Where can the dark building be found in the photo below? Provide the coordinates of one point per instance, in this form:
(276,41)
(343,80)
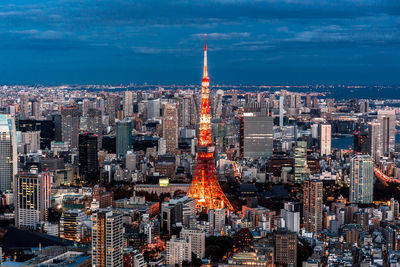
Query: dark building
(361,142)
(47,130)
(88,159)
(285,243)
(109,143)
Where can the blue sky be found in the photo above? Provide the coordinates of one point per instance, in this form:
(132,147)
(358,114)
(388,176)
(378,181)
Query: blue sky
(161,41)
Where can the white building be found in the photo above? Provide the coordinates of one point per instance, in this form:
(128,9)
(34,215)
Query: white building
(32,193)
(216,220)
(178,251)
(325,139)
(8,152)
(361,179)
(71,224)
(107,239)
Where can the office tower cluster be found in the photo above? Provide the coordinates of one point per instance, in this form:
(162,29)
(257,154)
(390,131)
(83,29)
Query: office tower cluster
(191,175)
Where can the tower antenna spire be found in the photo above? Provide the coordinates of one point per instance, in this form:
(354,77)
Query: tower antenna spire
(205,71)
(205,187)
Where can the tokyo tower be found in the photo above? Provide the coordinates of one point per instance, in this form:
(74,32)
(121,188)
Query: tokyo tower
(205,187)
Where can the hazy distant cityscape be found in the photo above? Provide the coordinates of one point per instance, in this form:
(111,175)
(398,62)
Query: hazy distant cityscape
(213,133)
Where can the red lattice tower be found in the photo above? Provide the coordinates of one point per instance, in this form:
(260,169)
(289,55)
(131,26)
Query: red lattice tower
(205,187)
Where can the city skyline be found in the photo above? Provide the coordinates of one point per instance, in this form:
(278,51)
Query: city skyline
(266,42)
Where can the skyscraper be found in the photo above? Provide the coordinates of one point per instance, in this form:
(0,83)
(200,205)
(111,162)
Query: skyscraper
(257,131)
(205,187)
(112,106)
(285,247)
(8,152)
(325,139)
(216,220)
(178,251)
(153,109)
(197,240)
(71,224)
(170,127)
(32,193)
(375,143)
(387,119)
(70,125)
(107,239)
(361,179)
(300,161)
(95,124)
(312,205)
(88,158)
(184,111)
(124,137)
(128,103)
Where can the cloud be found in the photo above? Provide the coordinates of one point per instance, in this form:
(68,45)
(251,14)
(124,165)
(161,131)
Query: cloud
(222,36)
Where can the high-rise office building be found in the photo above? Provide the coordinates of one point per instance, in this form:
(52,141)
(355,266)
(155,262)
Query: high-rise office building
(24,105)
(179,250)
(124,137)
(291,216)
(70,119)
(257,131)
(88,158)
(184,111)
(176,211)
(107,239)
(312,205)
(285,248)
(32,198)
(95,124)
(387,119)
(375,142)
(217,104)
(361,179)
(308,101)
(128,103)
(234,98)
(281,100)
(325,139)
(71,224)
(36,110)
(216,220)
(197,240)
(153,109)
(170,127)
(394,207)
(8,152)
(300,161)
(47,130)
(361,142)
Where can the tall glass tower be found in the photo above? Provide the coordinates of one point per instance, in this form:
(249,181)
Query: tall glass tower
(8,152)
(361,179)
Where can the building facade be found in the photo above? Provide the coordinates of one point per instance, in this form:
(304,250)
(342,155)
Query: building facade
(361,179)
(32,200)
(312,205)
(107,239)
(8,152)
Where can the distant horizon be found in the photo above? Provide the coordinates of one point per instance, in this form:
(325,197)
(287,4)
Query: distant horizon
(161,42)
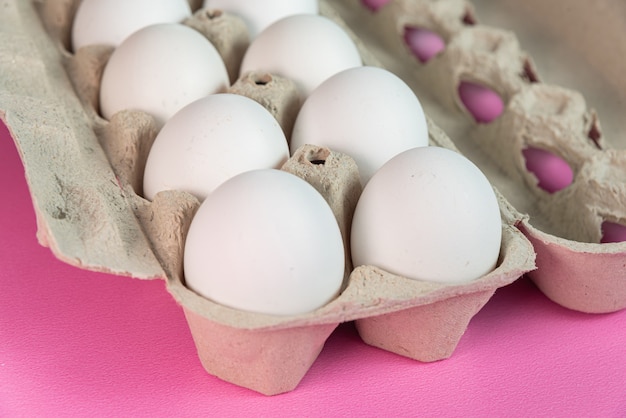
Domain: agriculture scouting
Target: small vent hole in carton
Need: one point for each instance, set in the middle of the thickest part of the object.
(483, 103)
(529, 73)
(423, 43)
(212, 14)
(552, 172)
(263, 79)
(318, 156)
(595, 133)
(374, 5)
(613, 232)
(468, 18)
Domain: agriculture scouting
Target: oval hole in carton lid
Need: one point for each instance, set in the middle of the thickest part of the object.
(423, 43)
(483, 103)
(553, 172)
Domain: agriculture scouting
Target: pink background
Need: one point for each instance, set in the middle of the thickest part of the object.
(77, 343)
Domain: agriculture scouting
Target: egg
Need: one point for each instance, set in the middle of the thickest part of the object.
(265, 241)
(160, 69)
(428, 214)
(259, 16)
(483, 103)
(211, 140)
(305, 48)
(109, 22)
(366, 112)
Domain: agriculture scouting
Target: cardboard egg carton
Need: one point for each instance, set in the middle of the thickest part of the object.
(85, 176)
(571, 40)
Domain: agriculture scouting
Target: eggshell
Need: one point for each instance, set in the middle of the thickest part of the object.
· · · ·
How to complete this task:
Would you copy out exactly the lines from the one holding "Target: pink background" through the end of the entries above, both ends included?

Task answer:
Target: pink background
Need: one point for each instance, set in the middle of the thickest part of the object.
(77, 343)
Domain: agriculture scouting
Target: egg
Need: one point for each instance, set in the middle of the thickest part of the object.
(265, 241)
(160, 69)
(428, 214)
(259, 16)
(483, 103)
(211, 140)
(305, 48)
(109, 22)
(366, 112)
Domain: agriculture scouting
Target: cardboard egg carton
Need: one point for each instance, set in the middle of the thickest part of the object.
(85, 176)
(571, 40)
Domain: agriculture scouting
Target: eggshell
Need: one point for each instance, set in the middle of the thickest part of the object.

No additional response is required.